═════ Exercise material

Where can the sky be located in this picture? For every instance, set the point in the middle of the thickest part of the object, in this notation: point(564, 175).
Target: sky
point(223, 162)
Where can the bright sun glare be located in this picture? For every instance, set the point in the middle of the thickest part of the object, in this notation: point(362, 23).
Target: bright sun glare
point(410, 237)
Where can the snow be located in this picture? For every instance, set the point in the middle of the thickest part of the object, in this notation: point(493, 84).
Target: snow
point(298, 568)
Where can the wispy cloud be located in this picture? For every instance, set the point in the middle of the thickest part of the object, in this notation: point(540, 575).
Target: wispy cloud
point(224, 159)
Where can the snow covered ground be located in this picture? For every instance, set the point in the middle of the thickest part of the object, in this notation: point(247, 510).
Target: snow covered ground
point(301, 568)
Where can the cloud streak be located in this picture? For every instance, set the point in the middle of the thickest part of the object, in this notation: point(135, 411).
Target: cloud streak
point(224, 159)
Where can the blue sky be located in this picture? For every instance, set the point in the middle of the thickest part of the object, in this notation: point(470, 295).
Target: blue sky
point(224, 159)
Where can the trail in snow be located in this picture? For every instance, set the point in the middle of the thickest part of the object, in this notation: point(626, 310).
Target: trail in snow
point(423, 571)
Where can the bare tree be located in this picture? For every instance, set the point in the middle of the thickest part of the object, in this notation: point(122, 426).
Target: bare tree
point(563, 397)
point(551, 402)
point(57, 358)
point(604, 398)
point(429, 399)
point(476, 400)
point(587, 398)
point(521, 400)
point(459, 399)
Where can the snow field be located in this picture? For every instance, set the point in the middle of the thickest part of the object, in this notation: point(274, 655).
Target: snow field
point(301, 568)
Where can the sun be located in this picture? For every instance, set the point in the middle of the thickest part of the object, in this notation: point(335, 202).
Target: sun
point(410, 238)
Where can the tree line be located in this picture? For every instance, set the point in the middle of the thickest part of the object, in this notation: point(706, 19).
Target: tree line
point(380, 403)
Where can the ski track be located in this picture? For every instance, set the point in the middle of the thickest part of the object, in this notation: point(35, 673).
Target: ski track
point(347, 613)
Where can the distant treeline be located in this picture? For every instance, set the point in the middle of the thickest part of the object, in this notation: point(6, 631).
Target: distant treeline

══════════

• _What you are asked to do_
Every entry should be transcribed exactly, with nothing omitted.

• _Solution below_
Where can the sky be located in this picture? For every instance, set the point in the middle of the thickest part of the object, in this notation: point(564, 175).
Target: sky
point(223, 162)
Where can the bright sun glare be located in this picture? For every instance, set the point in the middle of the thickest part of the object, in this notation: point(362, 23).
Target: bright sun glare
point(410, 237)
Where can the snow be located in this picture? For every instance, set the point in the middle of the thickest part of the object, in this notation: point(493, 84).
Target: snow
point(298, 568)
Where can the wispy cloud be located in this picture? For every instance, set the point in the middle of the thickest part of the object, in this notation: point(540, 575).
Target: wispy cloud
point(224, 159)
Where can the snow covered ground be located in this picture? For every instance, set the point in the middle of the thickest part of the object, in this notation: point(247, 510).
Target: snow covered ground
point(301, 568)
Where can the cloud streak be located in this picture? For every instance, set the point in the middle of the thickest part of the object, in this notation: point(135, 411).
Target: cloud streak
point(224, 159)
Where can the blue sky be located in this picture? For every instance, set the point in the middle of the thickest part of the object, in this notation: point(470, 295).
Target: blue sky
point(224, 159)
Where can the trail in snow be located in this picture? For every instance, set the point in the middle of the thickest part of the object, in this notation: point(626, 310).
Target: trail in snow
point(423, 571)
Where can the bare tree be located in this picture? For every instance, set the point in the middle of the thickest part of the object, in this notation: point(122, 426).
Target: bare tree
point(563, 397)
point(551, 402)
point(57, 358)
point(604, 398)
point(429, 399)
point(476, 400)
point(587, 398)
point(521, 400)
point(459, 399)
Where can the snow field be located in this picture? For every instance, set the point in the middle of the thickest part of the object, in this notation: point(274, 655).
Target: snow field
point(301, 568)
Where can the sun be located in this picture? For every instance, set the point in the middle of the thickest part of the object, in this notation: point(335, 202).
Target: sun
point(410, 238)
Where can the tree line be located in this picture? For every instance, set the point in the middle of the thickest part of the object, in this notation: point(706, 19).
Target: tree line
point(380, 403)
Where can the ski track be located in this picture? For every instance, set the point in the middle of the thickest part of the object, in this notation: point(35, 673).
Target: ski track
point(347, 613)
Where can the distant treeline be located in this picture? For every instance, set the point in the middle of the thickest part of the object, in this notation: point(6, 631).
Target: distant treeline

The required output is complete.